:: CONSIGNE ::
Répondez à ces questions sur l'extrait consacré aux vacances des Belges en France :
1. Que dit l'extrait de la réputation viticole et gastronomique de la France ?
2. Qu'est-ce que les autochtones du Midi n'entendent même plus ?
3. Chez le Belge, la grisaille fait office de quoi ?

:: EXTRAIT ::
Le Belge, c'est notoire, aime prendre
ses vacances en France, même s'il est néerlandophone. La France est
pour nous un pays voisin offrant bien des attraits : des
paysages variés, une réputation viticole et gastronomique qui n'est
nullement usurpée, de grandes villes nanties d'un patrimoine
architectural et culturel valant le détour ; mais aussi de
menus villages pittoresques qui montrent à quel point la modestie de
la taille n'est pas toujours un handicap. Le climat y est, dans
l'ensemble, plutôt meilleur que chez nous ; et si dans
certaines régions il n'est pas franchement plus enviable, nous
dirons qu'il n'est sûrement pas pire...
Alors, pour le Belge, filer vers le
Midi c'est courir vers le soleil qui lui fait trop souvent défaut,
s'en aller écouter ce chant des cigales que les autochtones
n'entendent même plus et goûter pendant une paire de semaines à
des charmes qu'il a attendus avec impatience pendant les longues
soirées d'hiver, les matins brumeux d'avant-saison et la grisaille
qui fait chez lui office de règle plutôt que d'exception.

:: RELEVÉ ::
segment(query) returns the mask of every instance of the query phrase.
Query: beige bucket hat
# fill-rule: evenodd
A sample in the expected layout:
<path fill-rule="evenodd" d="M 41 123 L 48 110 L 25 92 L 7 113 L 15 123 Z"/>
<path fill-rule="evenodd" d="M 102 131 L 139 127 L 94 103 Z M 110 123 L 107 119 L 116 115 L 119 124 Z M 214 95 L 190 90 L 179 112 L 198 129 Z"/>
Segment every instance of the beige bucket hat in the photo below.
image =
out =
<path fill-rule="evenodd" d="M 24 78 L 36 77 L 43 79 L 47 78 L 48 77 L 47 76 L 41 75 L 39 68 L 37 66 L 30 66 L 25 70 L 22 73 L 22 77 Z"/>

--

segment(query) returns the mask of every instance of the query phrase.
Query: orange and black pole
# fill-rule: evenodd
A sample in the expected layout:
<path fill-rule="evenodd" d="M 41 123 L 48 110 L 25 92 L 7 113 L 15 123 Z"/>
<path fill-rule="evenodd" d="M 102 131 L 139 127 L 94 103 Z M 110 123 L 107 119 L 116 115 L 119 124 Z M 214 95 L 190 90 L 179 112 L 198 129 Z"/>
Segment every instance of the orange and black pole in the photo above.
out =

:: CORRIGÉ ::
1. Elle n'est nullement usurpée.
2. Le chant des cigales.
3. De règle plutôt que d'exception.